Problem details: Rescale the rows starting at the row that contains "Locate the fence" and ending at the last row, and give them again in full with the requests included. Multiply every point coordinate by 1.05 and round to whole numbers with halves rounded up, leaving the pictures out.

Records provided:
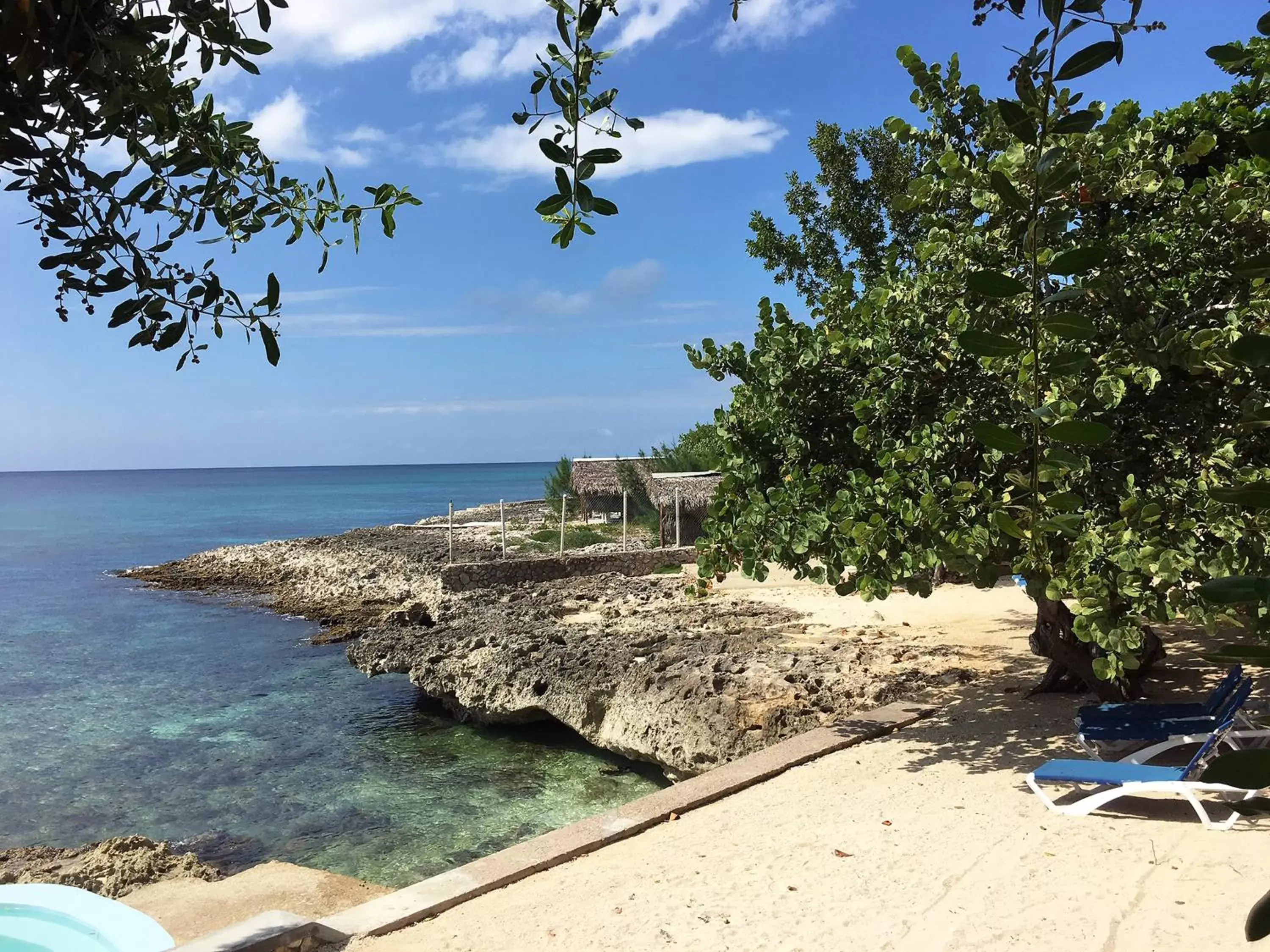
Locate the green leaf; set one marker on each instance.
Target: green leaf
(999, 437)
(171, 336)
(1008, 525)
(1088, 60)
(1080, 121)
(552, 205)
(1002, 186)
(995, 285)
(1082, 433)
(1068, 294)
(1235, 589)
(1251, 351)
(1077, 261)
(554, 153)
(271, 343)
(1229, 55)
(1018, 120)
(1065, 502)
(985, 344)
(601, 157)
(1070, 327)
(1254, 495)
(1066, 525)
(1259, 143)
(124, 313)
(1256, 267)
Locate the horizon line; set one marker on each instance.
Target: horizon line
(300, 466)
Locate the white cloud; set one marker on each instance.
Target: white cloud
(621, 286)
(282, 129)
(488, 58)
(366, 324)
(338, 31)
(365, 134)
(670, 140)
(646, 21)
(769, 23)
(465, 120)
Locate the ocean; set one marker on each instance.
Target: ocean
(133, 711)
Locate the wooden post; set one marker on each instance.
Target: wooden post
(564, 506)
(677, 542)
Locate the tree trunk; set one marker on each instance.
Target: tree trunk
(1071, 660)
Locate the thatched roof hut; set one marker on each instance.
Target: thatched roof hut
(694, 490)
(597, 480)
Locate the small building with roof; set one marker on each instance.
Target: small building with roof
(682, 501)
(599, 480)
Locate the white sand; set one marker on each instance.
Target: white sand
(945, 847)
(192, 908)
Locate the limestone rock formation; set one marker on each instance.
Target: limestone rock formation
(112, 867)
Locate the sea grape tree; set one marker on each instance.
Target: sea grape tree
(1055, 384)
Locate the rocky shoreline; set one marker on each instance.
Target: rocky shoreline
(112, 867)
(632, 664)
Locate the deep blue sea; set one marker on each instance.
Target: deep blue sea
(133, 711)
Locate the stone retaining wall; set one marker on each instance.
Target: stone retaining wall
(463, 577)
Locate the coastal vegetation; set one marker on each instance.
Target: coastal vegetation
(78, 78)
(1043, 353)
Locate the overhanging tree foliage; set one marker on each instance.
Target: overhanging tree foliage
(1055, 385)
(849, 215)
(79, 75)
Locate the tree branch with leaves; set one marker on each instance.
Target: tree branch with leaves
(77, 78)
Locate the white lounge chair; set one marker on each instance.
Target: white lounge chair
(1129, 779)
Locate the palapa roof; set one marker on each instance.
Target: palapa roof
(599, 475)
(696, 489)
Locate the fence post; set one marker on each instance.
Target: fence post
(677, 544)
(564, 504)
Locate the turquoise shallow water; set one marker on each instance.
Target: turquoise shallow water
(133, 711)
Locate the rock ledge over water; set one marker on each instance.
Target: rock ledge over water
(112, 867)
(630, 664)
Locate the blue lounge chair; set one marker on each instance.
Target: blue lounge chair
(1207, 709)
(1102, 735)
(1127, 779)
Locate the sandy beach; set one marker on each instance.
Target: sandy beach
(922, 841)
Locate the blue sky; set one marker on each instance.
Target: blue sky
(469, 338)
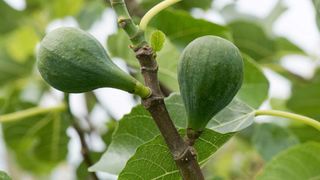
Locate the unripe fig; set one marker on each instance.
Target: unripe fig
(210, 73)
(73, 61)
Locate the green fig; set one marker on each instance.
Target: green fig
(210, 73)
(73, 61)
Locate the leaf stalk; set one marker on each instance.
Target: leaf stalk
(296, 117)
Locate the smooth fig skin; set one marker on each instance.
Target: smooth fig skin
(210, 73)
(73, 61)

Exercise output:
Locate the fence post; set one marker on each instance.
Target: fence post
(711, 571)
(592, 529)
Locate the turquoise shallow water; set one marker on each instance.
Target: turquoise shallow water
(140, 747)
Locate the rock ledge over water; set one marker on each instance.
Target: rock ledge over water
(118, 910)
(662, 697)
Locate the blue lounge chair; set one marker on each instance.
Target: blue lounge chair
(1267, 744)
(1157, 772)
(1183, 818)
Locate the sandy beach; set one marker on each instance.
Target: sandy beach
(968, 883)
Locate the blue sky; set one marker on each instance.
Target: blue sky
(492, 355)
Locate the unripe fig; set one marker on each instance.
Target: unripe fig
(221, 77)
(77, 64)
Locate the green fig; set one marker on each instance.
Target: green fig
(221, 77)
(77, 64)
Locate the leaf stalk; set one marker on each instance.
Target: leaf stalk
(311, 123)
Locate the smooth fig skin; set one marker on each instance.
Target: smooth fig skin
(221, 77)
(77, 64)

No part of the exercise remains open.